▸ **Stated task 1**: Take the lines of the listing that begin at the line containing "If you could point to the all-terrain" and stop after the line containing "(1200, 130)". Write them out again with "point to" replaced by "indicate" and every other word unchanged.

▸ **Quoted text**:

Direct Marketing Gave Myspace Something No Other Social Network Had

You’ve probably passed Stealing MySpace in the bookstore a dozen times. Every time, you probably glanced at the title and moved on.

Which is too bad; it’s a terrible title for a terribly interesting book. Essentially, Tom Anderson and his merry band of spyware masters were able to build a site that, until quite recently, was the largest and most successful social network. They didn’t have a vision, they didn’t have any expertise, and one of their most compelling features started out as an unexpected accident.

Myspace had one huge advantage, though: while it’s founders weren’t spammers, they were about as close as you can get. Before Myspace, they pushed hidden cameras, ebooks on dating, and lots and lots of spyware. Myspace itself might have been an attempt to go legit, but it might well have been a campaign to harvest new emAil addresses that somehow got out of hand. Whatever the reason, Myspace’s direct marketing heritage made it a social site like no other.

▸ **Input rows**:
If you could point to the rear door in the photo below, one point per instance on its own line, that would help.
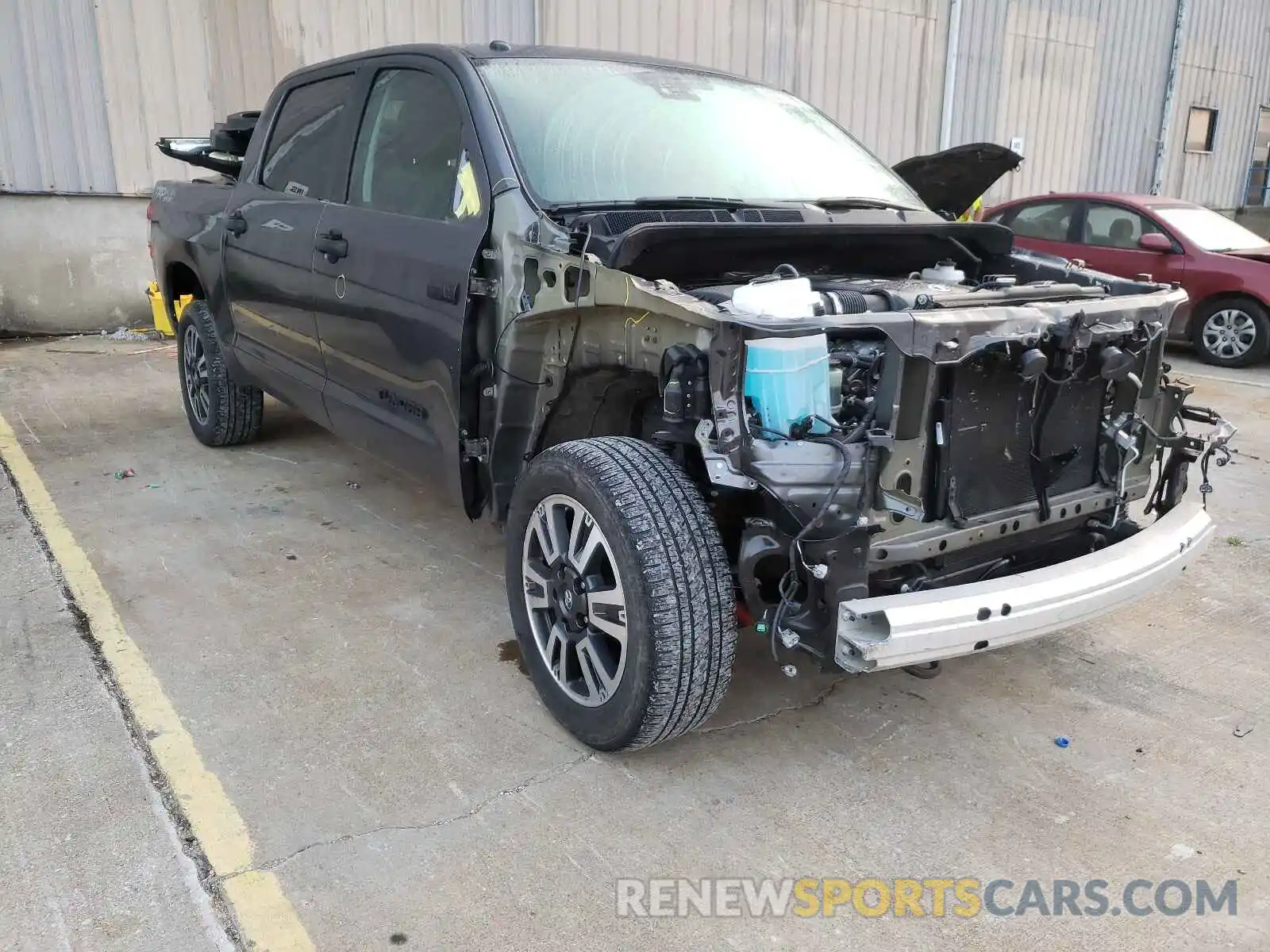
(1045, 225)
(1110, 235)
(270, 228)
(393, 267)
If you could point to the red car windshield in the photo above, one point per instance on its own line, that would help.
(1210, 230)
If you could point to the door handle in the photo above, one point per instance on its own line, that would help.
(332, 244)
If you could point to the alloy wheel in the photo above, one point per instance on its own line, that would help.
(575, 601)
(194, 371)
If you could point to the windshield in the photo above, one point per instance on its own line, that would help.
(596, 131)
(1210, 230)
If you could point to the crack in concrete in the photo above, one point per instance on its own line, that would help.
(552, 774)
(814, 702)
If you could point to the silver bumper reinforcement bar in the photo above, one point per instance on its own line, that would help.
(895, 631)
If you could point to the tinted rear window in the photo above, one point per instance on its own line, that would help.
(305, 146)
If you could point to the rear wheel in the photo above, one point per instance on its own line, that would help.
(620, 593)
(221, 412)
(1233, 332)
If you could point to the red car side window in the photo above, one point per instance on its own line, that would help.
(1047, 221)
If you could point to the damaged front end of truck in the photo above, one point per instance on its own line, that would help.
(968, 476)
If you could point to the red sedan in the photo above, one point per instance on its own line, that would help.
(1222, 266)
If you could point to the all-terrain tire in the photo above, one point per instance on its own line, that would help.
(1221, 328)
(681, 628)
(233, 410)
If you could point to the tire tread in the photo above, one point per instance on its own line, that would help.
(686, 577)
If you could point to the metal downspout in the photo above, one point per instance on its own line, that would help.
(950, 73)
(1166, 118)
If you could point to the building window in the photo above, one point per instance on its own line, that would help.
(1200, 130)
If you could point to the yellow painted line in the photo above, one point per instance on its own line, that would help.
(264, 914)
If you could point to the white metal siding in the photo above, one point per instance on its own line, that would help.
(87, 86)
(54, 133)
(1225, 65)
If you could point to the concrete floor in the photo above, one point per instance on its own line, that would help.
(334, 653)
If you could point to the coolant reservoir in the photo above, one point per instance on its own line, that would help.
(787, 380)
(784, 298)
(944, 273)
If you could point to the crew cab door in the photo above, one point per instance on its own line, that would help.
(270, 228)
(394, 258)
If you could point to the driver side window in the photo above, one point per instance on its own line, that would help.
(1114, 226)
(1048, 221)
(410, 156)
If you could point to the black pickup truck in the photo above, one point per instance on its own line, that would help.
(705, 359)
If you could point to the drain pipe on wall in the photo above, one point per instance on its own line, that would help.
(1166, 118)
(950, 73)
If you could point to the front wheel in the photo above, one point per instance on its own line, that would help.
(221, 410)
(1231, 333)
(620, 593)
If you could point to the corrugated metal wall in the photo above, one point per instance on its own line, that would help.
(1225, 65)
(87, 88)
(54, 135)
(1081, 82)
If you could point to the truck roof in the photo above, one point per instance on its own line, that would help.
(501, 50)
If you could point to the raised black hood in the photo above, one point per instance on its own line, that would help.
(950, 181)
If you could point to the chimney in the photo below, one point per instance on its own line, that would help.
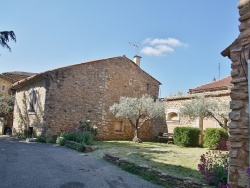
(137, 60)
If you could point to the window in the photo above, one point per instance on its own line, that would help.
(119, 126)
(148, 85)
(32, 100)
(173, 116)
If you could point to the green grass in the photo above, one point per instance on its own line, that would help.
(167, 158)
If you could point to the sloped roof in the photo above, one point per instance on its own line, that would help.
(19, 73)
(41, 75)
(218, 85)
(8, 78)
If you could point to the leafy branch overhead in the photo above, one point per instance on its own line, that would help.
(5, 37)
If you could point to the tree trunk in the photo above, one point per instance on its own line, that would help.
(201, 130)
(136, 139)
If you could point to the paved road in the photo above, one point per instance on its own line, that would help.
(35, 165)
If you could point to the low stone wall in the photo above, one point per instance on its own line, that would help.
(177, 182)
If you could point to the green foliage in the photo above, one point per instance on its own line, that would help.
(138, 110)
(5, 37)
(202, 107)
(149, 176)
(212, 136)
(51, 140)
(60, 141)
(6, 105)
(81, 135)
(41, 138)
(214, 167)
(88, 138)
(186, 136)
(86, 126)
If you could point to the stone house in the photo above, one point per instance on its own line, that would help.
(52, 101)
(9, 78)
(217, 90)
(239, 53)
(6, 81)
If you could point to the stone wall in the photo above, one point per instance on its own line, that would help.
(4, 86)
(238, 128)
(86, 91)
(173, 104)
(24, 119)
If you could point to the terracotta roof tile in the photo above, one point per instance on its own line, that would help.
(40, 75)
(218, 85)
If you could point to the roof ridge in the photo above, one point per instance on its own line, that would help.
(68, 66)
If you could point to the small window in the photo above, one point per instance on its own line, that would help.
(33, 98)
(119, 126)
(148, 85)
(173, 116)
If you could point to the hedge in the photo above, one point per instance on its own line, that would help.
(186, 136)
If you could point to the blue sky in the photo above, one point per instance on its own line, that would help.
(179, 41)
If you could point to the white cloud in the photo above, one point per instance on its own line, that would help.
(157, 50)
(157, 47)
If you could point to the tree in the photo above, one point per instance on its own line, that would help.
(5, 37)
(137, 111)
(6, 105)
(201, 107)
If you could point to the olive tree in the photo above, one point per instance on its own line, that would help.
(5, 37)
(202, 107)
(6, 105)
(137, 111)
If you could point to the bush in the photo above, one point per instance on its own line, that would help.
(186, 136)
(213, 136)
(60, 141)
(214, 166)
(82, 134)
(41, 138)
(88, 138)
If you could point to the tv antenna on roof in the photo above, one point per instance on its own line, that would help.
(136, 46)
(219, 70)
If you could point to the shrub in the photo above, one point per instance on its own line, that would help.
(212, 136)
(60, 141)
(88, 138)
(214, 166)
(83, 134)
(186, 136)
(41, 138)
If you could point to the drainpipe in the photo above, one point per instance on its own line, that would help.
(248, 80)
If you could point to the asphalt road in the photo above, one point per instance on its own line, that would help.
(35, 165)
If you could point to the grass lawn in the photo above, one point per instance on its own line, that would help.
(168, 158)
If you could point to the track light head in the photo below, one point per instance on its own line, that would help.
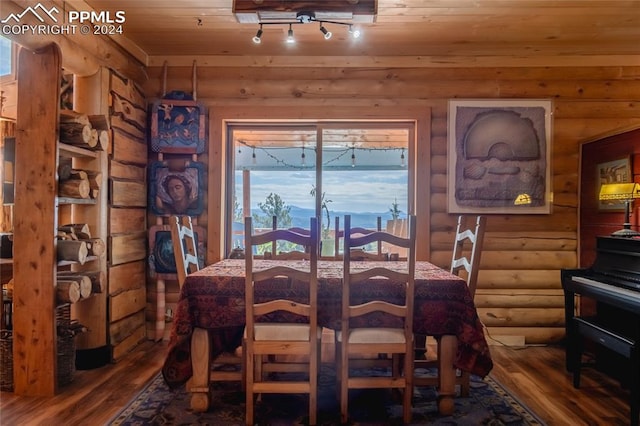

▸ **Stated task 2**: From the Myspace piece, copy the passage word for word, beginning at the words "Direct Marketing Gave" and stopping after "and moved on.".

▸ **Response 1**:
If you could indicate the all-terrain tire in the photo above, one point per instance on its own line, that would help.
(1221, 328)
(681, 628)
(233, 410)
If you could indicate the tire tread in the photo above, one point per instance on its own line, that would help.
(686, 577)
If you could indicate the metal downspout in the photo above, one point per instance on its own line, that would help.
(950, 73)
(1166, 118)
If you could indicate the building window in the photo above, one point per instance on its own line, that would help.
(1200, 130)

▸ **Response 2**:
Direct Marketing Gave Myspace Something No Other Social Network Had

You’ve probably passed Stealing MySpace in the bookstore a dozen times. Every time, you probably glanced at the title and moved on.